#### TEXT BLOCK
##########
I would have someone look into her mouth. Often a piece of vegetation can get stuck somewhere in the mouth and cause irritation or a sore. It will be a good time to see if her teeth need work too.
No, I don't think you've "ruined" her training. When a horse suddenly starts reacting like your horse did I always suspect pain somewhere.
Plus, this spring a lot of the horses seem more hyper-reactive than usual. You may have run into a perfect storm of spring fever, a sore in her mouth, and possibly a spring heat cycle which can be worse than all the other heat cycles combined. Plus the spring grass is coming in and she may need to have her grain ration cut down drastically at least for a month or so. If she is not on grain I would severely limit her grazing, spring grass can be like rocket fuel.
Get someone to look into her mouth.
Try something different. You must reward correct behavior! Teach them to lower their head with a treat in your hand. My horses always know there will be a small treat when the bit is in their mouth. You can try putting a bit of molasses on the bit itself before every bridling.
I agree with all suggestions so far. Don't panic. My guy did the giraffe routine, acted stupid about saddling, cinchy, sidestepped when I tried to mount. he had a whole bag full of tricks when I got him, plus he could put on a very convincing dramatic showing of spooks and spins. I just kept chipping away at it, and tried to get some miles on him, because he's much better with regular rides. Totally agree about getting them off fresh grass, teeth checked, even if you use bitless (which I do). He came with a bit, but I tested him out bitless, and he was actually a wee bit better, but still lots of tricks to iron out, but putting on the bridle wasn't one of them. I used to say every horse had a trick, but some horses have more than one trick. The main thing is if they do pull some stunt (and you have checked that it is not due to pain), to just persistently keep working on each issue, slowly. He still tests me in little ways, but he just knows I am going to keep insisting until he does what I have asked. Each spring there is a bit of regression with fresh grass, or wind, or maybe it's cosmic rays.
##########
#### SHORT EXERCISE 1
Revise the stretch of the horse advice from "No, I don't" through "like rocket fuel.", replacing "rocket fuel" with "jet fuel".
#### SHORT EXERCISE 2
According to the horse advice, what can be put on the bit before every bridling?
#### SHORT EXERCISE 3
In the horse advice, why did the writer who describes the "giraffe routine" try to get some miles on that horse?

#### EXTRACTED DATA
##########
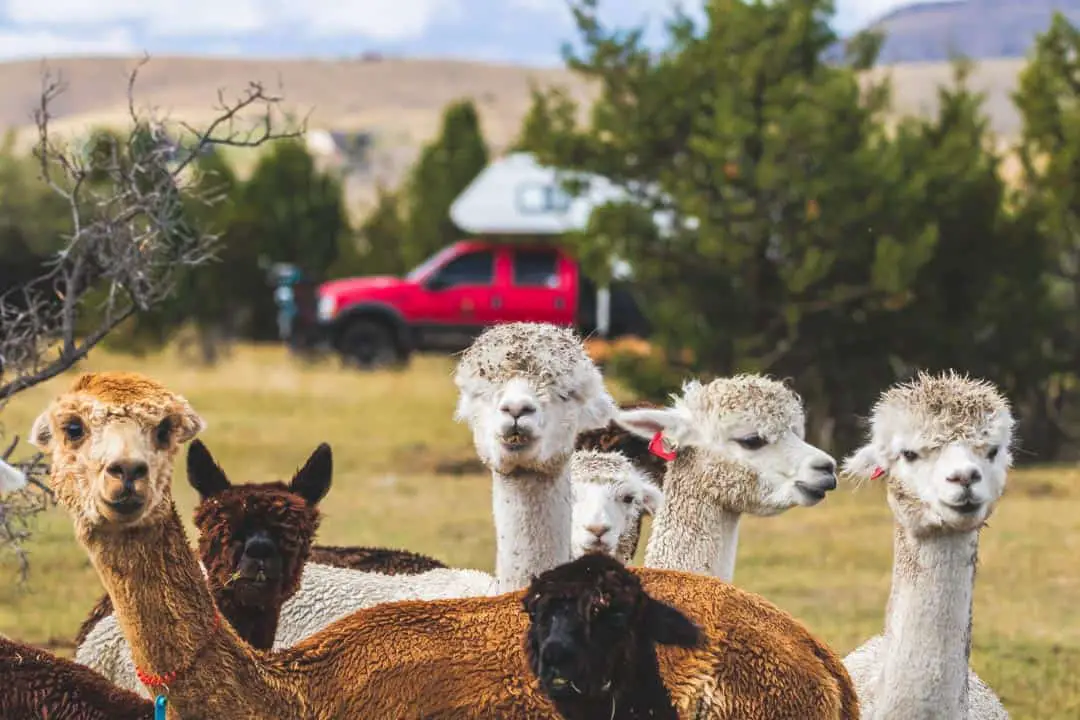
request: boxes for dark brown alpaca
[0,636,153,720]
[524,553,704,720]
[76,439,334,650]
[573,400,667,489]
##########
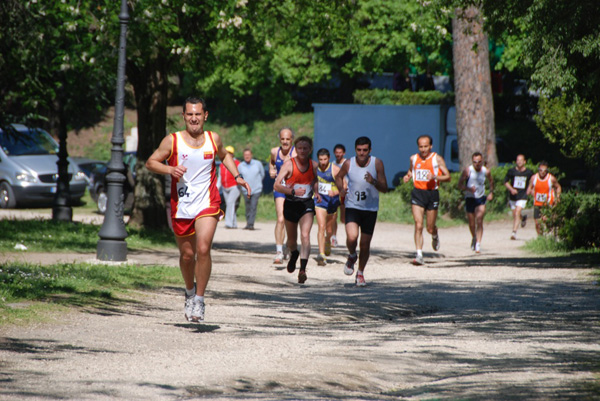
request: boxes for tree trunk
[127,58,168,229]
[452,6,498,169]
##########
#### TASK RESPONSE 1
No, I don't think you've "ruined" her training. When a horse suddenly starts reacting like your horse did I always suspect pain somewhere.
Plus, this spring a lot of the horses seem more hyper-reactive than usual. You may have run into a perfect storm of spring fever, a sore in her mouth, and possibly a spring heat cycle which can be worse than all the other heat cycles combined. Plus the spring grass is coming in and she may need to have her grain ration cut down drastically at least for a month or so. If she is not on grain I would severely limit her grazing, spring grass can be like jet fuel.

#### TASK RESPONSE 2
A bit of molasses.

#### TASK RESPONSE 3
The writer tried to get miles on the horse because he is much better when ridden regularly.